§ DATA SHOWN
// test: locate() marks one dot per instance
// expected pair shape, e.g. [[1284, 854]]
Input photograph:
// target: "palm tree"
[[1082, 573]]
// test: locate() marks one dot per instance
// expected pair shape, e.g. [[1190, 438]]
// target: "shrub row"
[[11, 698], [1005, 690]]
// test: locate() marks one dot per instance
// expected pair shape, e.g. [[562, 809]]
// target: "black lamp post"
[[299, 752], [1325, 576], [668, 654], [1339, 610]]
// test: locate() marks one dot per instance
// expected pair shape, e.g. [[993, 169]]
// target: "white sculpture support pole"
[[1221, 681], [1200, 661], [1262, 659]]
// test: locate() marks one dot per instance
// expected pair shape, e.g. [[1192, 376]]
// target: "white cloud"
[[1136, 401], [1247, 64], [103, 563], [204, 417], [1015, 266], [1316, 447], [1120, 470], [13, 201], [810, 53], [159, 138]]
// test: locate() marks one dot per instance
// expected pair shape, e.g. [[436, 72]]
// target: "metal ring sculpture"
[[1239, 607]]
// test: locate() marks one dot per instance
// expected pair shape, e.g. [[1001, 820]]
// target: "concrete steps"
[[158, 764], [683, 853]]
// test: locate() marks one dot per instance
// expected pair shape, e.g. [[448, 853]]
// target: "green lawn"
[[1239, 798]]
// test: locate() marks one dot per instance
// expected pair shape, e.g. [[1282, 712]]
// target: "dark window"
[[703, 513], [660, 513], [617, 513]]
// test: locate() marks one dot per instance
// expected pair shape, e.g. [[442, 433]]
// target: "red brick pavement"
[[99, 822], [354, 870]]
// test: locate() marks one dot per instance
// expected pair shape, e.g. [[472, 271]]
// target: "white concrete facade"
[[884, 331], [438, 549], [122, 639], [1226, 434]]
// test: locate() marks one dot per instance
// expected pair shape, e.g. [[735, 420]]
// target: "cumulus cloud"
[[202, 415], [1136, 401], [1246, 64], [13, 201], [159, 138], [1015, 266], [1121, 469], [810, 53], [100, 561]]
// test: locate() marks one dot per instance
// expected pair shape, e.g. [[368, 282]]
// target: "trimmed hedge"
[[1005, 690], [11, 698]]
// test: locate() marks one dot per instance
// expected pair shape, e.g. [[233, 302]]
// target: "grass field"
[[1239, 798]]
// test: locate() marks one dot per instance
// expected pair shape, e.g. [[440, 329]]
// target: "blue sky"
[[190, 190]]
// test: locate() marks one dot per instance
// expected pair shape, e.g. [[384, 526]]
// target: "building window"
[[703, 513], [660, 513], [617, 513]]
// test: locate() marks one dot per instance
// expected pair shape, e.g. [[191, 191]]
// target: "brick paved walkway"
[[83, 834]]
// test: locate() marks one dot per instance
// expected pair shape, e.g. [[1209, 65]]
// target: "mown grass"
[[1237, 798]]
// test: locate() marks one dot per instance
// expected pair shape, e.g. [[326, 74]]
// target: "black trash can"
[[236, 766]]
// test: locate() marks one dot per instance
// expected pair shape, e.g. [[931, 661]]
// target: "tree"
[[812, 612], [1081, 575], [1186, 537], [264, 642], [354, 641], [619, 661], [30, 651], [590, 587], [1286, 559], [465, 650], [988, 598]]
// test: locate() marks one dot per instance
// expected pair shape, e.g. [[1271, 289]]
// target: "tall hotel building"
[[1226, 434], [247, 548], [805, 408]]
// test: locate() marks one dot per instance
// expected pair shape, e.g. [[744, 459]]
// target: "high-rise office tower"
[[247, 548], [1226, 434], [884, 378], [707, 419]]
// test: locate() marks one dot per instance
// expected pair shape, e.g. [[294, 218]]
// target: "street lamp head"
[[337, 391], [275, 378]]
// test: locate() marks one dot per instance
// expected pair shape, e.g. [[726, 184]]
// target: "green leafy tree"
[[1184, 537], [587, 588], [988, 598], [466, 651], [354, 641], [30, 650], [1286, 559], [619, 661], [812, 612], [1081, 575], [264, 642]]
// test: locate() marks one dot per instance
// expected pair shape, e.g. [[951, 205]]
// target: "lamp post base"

§ JOB
Count how many lines in the rows above contain the string "concrete", and reply with only that number.

§ RESULT
2